> EXERCISE GOAL
Turn every line of the rows below into a numbered list, skipping blank lines and leaving the pictures out.

> ENTRIES SHOWN

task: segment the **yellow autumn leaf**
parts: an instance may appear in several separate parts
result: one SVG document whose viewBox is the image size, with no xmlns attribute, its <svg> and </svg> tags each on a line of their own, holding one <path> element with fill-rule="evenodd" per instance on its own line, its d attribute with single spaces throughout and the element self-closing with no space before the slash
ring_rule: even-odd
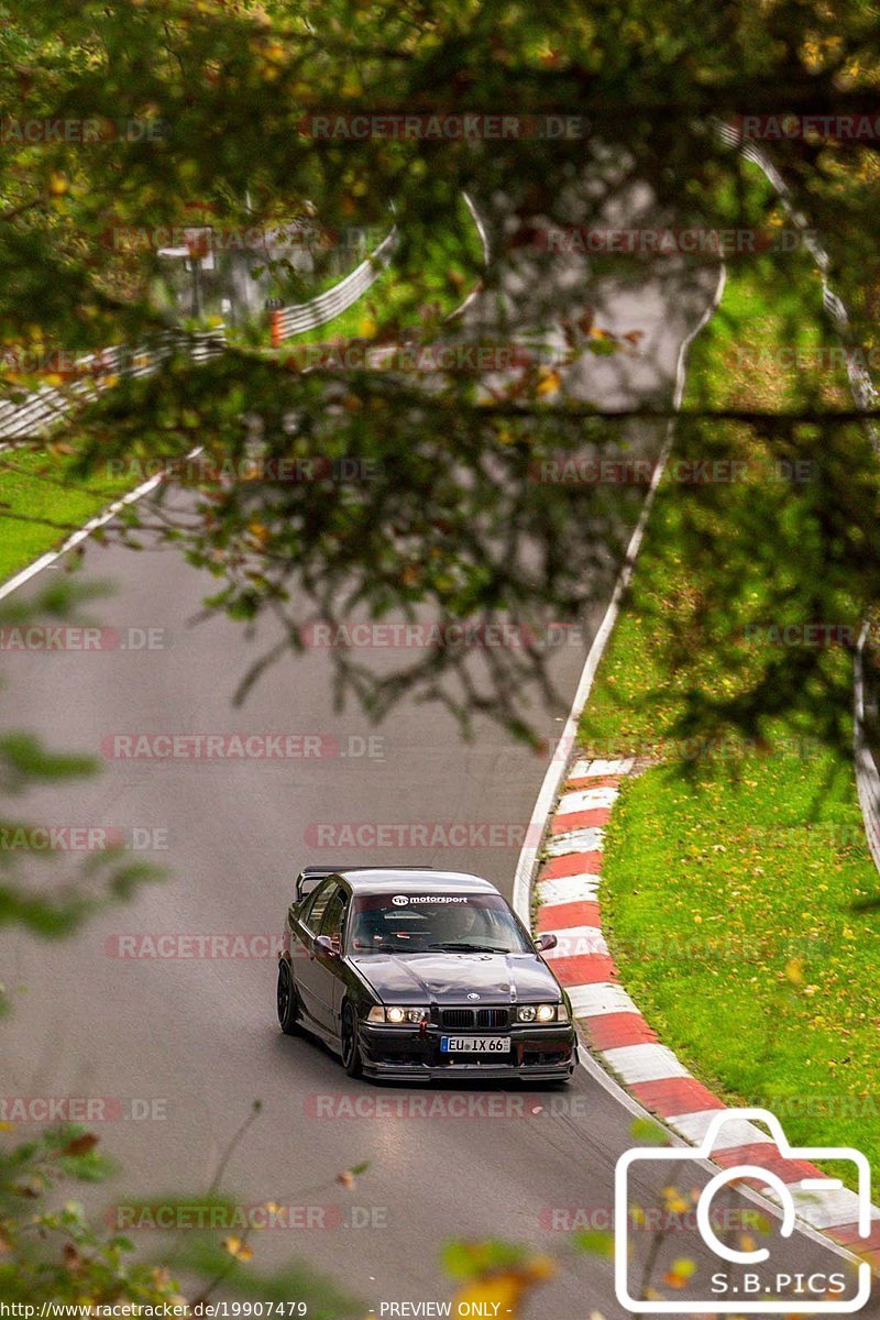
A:
<svg viewBox="0 0 880 1320">
<path fill-rule="evenodd" d="M 223 1238 L 223 1250 L 228 1251 L 236 1261 L 251 1261 L 253 1258 L 251 1247 L 237 1237 Z"/>
<path fill-rule="evenodd" d="M 542 371 L 534 392 L 537 395 L 551 395 L 559 388 L 561 384 L 562 376 L 558 371 Z"/>
<path fill-rule="evenodd" d="M 693 1261 L 679 1257 L 678 1261 L 673 1261 L 669 1270 L 664 1274 L 664 1283 L 669 1288 L 683 1288 L 695 1269 L 697 1266 Z"/>
<path fill-rule="evenodd" d="M 519 1269 L 476 1279 L 455 1294 L 455 1315 L 503 1315 L 516 1320 L 517 1307 L 524 1295 L 537 1283 L 553 1278 L 555 1262 L 538 1255 Z M 483 1307 L 483 1309 L 480 1309 Z"/>
</svg>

> TASK OUTPUT
1. task: segment the **yellow autumn leaf**
2. parts: an instance may appear in several separate parts
3. result: one SVG document whose viewBox is the image size, with no xmlns attribute, its <svg> and </svg> tags each on a line of their own, holding one <path> element with fill-rule="evenodd" per instance on its own line, its d attribute with single spaces throughout and the element self-closing with no space before the slash
4. ring_rule: even-odd
5. A:
6. <svg viewBox="0 0 880 1320">
7. <path fill-rule="evenodd" d="M 223 1238 L 223 1250 L 228 1251 L 236 1261 L 251 1261 L 253 1258 L 251 1247 L 237 1237 Z"/>
8. <path fill-rule="evenodd" d="M 542 371 L 534 392 L 537 395 L 551 395 L 559 388 L 561 384 L 562 376 L 558 371 Z"/>
9. <path fill-rule="evenodd" d="M 693 1261 L 679 1257 L 678 1261 L 673 1261 L 669 1270 L 664 1274 L 664 1283 L 669 1288 L 683 1288 L 695 1269 L 697 1266 Z"/>
10. <path fill-rule="evenodd" d="M 519 1269 L 476 1279 L 455 1294 L 455 1315 L 503 1315 L 516 1320 L 517 1307 L 524 1295 L 537 1283 L 553 1278 L 555 1262 L 538 1255 Z M 483 1307 L 483 1309 L 480 1309 Z"/>
11. </svg>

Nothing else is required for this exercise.